**Instructions for the task**
From the top of the records below, return each line exactly, ending with the line that contains "In this exercise you will indicate every instance of the fc".

**Given data**
++++
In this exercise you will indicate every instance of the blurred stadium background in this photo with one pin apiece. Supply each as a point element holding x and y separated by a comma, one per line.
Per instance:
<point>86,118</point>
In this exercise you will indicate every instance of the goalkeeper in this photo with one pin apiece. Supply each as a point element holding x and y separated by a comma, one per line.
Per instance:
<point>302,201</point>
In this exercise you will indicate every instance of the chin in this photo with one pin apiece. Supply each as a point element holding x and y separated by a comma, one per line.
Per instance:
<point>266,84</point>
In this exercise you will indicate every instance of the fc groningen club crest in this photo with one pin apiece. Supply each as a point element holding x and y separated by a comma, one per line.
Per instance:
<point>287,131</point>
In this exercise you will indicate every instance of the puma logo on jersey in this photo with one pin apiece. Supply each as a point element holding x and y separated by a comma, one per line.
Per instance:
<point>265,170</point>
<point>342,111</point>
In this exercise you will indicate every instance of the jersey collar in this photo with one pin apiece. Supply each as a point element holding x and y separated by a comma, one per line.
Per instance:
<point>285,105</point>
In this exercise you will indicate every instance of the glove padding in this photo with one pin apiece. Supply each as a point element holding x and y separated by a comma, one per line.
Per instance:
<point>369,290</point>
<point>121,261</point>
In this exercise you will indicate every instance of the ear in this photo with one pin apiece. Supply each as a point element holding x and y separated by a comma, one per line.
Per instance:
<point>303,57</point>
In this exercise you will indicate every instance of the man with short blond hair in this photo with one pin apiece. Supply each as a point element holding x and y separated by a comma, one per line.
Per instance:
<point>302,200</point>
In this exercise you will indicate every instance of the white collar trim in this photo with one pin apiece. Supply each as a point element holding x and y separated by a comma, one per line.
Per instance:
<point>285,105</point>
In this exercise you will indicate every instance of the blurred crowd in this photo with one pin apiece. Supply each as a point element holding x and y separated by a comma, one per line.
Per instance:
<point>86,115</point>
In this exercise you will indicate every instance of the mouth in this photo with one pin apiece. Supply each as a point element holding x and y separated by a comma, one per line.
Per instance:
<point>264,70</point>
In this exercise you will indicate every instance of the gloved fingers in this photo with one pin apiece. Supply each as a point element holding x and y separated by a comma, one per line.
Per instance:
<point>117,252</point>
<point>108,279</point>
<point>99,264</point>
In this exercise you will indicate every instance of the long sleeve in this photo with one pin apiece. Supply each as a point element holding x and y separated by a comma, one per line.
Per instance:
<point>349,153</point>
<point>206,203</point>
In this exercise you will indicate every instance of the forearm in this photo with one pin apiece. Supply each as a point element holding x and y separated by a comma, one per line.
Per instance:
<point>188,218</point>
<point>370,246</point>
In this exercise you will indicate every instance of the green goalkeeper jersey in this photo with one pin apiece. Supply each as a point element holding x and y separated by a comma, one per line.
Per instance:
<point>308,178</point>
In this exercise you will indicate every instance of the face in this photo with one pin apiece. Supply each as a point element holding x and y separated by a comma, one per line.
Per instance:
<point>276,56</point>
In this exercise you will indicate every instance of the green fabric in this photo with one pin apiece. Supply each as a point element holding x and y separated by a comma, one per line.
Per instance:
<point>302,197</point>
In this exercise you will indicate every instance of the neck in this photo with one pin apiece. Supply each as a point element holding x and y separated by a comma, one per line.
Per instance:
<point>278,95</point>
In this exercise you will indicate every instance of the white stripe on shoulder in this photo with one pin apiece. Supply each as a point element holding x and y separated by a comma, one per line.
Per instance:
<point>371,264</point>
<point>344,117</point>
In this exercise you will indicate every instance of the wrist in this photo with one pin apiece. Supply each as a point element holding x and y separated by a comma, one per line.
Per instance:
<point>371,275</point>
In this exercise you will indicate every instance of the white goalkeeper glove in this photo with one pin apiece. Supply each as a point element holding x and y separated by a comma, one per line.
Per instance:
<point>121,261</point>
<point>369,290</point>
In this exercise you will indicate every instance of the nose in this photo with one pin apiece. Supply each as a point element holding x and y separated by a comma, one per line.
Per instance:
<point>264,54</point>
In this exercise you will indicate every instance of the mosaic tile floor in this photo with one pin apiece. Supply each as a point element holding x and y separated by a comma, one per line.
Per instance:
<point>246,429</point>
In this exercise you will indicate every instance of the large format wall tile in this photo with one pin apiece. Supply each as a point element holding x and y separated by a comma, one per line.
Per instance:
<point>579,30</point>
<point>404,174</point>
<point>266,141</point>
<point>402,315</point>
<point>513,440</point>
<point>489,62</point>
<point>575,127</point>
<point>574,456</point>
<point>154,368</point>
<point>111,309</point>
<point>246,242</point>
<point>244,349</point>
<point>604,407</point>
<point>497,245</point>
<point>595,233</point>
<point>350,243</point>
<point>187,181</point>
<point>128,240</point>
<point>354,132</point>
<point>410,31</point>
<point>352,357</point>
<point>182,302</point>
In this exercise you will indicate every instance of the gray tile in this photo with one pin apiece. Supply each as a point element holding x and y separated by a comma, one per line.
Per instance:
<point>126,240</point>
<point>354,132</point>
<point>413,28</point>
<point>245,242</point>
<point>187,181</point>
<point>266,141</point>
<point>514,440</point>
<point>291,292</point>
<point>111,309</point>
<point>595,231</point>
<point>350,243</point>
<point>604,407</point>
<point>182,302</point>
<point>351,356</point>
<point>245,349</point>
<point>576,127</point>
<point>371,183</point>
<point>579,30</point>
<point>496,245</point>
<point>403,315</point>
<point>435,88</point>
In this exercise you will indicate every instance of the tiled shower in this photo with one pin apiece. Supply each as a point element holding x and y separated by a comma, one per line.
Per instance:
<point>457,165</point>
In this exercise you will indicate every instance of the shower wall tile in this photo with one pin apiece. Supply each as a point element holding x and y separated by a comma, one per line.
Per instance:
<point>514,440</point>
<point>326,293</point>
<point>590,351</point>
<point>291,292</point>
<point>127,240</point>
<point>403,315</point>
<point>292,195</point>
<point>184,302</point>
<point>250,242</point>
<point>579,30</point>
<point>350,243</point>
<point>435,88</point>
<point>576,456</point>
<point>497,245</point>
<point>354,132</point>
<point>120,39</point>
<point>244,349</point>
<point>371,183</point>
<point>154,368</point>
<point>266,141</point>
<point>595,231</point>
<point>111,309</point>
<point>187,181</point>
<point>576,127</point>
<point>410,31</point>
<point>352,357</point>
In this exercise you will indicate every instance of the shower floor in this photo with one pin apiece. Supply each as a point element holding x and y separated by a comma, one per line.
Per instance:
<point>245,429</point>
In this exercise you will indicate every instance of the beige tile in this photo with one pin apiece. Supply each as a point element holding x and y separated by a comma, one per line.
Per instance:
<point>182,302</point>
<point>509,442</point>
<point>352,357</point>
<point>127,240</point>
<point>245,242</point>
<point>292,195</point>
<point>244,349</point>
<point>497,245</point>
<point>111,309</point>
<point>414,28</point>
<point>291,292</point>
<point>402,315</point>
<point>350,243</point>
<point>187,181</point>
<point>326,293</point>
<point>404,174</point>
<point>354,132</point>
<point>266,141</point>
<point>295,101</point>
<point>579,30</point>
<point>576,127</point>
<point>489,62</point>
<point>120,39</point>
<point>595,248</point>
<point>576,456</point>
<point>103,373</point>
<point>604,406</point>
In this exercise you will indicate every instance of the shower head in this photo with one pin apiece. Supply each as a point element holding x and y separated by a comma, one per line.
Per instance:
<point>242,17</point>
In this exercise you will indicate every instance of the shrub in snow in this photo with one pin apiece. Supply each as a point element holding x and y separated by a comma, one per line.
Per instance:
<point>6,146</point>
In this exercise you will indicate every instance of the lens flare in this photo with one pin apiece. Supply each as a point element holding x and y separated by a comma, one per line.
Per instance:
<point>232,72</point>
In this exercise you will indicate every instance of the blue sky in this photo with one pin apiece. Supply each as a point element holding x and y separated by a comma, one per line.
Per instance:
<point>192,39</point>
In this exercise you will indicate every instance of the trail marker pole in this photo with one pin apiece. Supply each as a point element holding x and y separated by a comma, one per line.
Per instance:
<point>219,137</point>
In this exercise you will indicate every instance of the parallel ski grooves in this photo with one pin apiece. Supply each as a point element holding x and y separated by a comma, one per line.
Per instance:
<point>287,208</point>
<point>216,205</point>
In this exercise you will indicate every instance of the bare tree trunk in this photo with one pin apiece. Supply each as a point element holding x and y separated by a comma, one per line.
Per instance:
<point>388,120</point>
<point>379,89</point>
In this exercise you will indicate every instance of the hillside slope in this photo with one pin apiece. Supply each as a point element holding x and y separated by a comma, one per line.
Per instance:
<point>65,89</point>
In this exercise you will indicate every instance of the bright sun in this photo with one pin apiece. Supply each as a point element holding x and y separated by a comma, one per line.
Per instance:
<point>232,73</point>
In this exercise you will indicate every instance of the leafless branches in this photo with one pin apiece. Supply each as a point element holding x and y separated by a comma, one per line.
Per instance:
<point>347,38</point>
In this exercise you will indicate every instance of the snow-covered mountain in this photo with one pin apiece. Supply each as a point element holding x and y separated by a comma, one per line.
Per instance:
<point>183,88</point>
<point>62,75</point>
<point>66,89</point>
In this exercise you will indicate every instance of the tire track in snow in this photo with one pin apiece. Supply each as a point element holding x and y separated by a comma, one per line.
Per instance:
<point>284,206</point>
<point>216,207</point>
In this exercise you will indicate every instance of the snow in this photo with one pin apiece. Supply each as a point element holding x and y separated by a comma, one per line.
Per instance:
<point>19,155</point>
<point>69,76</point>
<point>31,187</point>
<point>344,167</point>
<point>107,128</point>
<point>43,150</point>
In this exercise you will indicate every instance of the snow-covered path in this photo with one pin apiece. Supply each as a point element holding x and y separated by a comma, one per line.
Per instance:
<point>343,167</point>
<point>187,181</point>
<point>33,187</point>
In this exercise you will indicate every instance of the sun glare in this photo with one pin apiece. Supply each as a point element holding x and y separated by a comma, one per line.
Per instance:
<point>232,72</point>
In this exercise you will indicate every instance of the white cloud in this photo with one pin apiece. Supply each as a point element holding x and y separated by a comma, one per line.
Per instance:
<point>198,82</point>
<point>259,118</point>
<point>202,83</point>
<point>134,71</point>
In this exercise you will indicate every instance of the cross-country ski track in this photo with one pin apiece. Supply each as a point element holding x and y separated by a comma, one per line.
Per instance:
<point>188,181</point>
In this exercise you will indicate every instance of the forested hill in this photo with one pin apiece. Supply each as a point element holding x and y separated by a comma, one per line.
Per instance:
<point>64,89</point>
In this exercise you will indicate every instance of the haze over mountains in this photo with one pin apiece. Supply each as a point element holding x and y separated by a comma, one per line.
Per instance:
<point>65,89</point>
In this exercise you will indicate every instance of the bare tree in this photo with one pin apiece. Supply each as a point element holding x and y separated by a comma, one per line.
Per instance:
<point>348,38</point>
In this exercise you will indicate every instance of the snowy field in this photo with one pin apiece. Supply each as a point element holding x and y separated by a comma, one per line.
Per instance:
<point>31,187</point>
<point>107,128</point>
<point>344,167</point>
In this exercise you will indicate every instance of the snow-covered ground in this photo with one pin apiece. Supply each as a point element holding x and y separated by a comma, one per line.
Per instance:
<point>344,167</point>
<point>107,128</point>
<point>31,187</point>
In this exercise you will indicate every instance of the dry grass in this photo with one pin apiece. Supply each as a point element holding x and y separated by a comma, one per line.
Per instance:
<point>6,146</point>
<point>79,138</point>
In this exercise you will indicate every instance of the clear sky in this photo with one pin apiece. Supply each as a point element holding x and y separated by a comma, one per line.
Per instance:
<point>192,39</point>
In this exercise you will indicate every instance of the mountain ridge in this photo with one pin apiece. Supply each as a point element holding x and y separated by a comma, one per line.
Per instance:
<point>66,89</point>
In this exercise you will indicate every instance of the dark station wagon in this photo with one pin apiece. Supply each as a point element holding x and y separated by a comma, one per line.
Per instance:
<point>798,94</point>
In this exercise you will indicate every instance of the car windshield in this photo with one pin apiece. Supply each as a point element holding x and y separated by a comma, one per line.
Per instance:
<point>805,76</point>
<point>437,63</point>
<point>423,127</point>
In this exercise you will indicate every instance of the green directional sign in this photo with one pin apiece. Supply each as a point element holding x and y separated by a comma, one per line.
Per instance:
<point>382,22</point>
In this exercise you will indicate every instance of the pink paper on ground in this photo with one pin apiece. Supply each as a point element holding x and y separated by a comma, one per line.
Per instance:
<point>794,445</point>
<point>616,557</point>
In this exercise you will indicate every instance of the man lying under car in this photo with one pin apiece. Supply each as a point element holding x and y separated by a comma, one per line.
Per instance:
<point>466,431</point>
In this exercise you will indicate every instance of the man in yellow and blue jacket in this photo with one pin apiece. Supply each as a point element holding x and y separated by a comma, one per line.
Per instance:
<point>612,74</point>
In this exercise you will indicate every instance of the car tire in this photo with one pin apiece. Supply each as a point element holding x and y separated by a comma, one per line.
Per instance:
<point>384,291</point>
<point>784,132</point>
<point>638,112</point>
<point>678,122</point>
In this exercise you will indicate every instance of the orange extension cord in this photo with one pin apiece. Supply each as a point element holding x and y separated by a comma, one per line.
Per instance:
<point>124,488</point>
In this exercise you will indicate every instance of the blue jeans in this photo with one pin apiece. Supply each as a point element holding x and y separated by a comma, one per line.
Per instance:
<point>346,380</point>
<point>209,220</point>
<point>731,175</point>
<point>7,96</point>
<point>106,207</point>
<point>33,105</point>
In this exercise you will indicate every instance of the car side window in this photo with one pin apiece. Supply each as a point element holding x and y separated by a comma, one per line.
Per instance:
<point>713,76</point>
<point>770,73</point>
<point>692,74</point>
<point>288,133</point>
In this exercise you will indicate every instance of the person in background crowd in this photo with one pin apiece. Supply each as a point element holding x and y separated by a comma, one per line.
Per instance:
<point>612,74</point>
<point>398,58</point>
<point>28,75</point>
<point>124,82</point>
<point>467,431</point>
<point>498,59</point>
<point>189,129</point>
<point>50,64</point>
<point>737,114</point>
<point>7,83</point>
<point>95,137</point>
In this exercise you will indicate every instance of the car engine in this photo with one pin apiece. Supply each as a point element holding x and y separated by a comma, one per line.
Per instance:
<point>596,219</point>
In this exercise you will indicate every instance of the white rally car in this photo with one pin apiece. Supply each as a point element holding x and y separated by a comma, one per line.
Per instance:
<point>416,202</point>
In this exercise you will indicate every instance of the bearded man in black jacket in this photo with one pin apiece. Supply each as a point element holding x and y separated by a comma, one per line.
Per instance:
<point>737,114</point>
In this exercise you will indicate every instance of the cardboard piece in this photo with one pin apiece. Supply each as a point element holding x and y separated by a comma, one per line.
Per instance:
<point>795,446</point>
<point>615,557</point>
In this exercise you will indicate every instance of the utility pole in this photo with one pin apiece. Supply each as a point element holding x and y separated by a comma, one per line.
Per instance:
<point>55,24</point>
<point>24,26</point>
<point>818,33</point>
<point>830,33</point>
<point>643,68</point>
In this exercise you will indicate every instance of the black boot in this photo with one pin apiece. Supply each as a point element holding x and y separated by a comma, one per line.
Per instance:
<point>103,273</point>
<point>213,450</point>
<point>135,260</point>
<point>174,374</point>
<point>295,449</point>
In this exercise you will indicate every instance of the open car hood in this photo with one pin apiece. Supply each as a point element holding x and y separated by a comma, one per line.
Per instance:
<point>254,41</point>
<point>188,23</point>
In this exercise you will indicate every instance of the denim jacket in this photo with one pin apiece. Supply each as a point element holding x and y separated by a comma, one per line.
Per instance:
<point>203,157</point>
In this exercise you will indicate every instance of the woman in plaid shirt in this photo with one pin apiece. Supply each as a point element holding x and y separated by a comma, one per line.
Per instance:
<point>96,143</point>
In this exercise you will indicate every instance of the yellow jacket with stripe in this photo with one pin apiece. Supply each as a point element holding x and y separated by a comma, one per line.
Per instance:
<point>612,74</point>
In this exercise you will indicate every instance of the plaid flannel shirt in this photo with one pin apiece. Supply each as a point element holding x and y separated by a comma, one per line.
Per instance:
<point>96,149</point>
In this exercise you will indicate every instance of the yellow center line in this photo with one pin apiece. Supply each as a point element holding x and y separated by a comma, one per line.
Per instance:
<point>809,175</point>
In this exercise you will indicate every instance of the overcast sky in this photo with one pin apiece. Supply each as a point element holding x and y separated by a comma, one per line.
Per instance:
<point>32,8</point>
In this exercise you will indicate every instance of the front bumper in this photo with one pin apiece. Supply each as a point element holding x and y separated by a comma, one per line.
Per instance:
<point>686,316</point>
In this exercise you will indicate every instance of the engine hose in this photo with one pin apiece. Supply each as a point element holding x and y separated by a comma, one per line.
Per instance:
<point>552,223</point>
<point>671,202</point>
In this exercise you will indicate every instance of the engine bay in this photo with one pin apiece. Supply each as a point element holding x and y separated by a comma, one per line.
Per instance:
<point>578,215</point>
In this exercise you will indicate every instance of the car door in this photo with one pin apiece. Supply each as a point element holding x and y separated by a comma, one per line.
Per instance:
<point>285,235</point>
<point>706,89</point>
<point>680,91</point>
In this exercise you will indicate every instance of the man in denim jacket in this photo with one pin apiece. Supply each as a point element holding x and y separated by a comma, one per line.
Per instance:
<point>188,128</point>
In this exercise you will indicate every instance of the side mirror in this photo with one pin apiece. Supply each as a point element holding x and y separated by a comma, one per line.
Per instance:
++++
**Written solution**
In this exercise you will indicate every instance of the blurred stadium background in this photo with one pin apiece. Supply each as a point element holding x and y separated by a comma, one per line.
Per instance:
<point>86,118</point>
In this exercise you will indicate every instance of the goalkeeper in this photo with one pin apiece. Supply each as a point element holding x and y separated by a comma, one per line.
Per instance:
<point>302,201</point>
In this exercise you will indicate every instance of the chin in this photo with one pin apiece. Supply each as a point element holding x and y separated by a comma, one per line.
Per instance:
<point>266,84</point>
In this exercise you will indicate every instance of the fc groningen club crest in this photo with one pin apiece. Supply each as a point element holding x and y separated by a comma, one per line.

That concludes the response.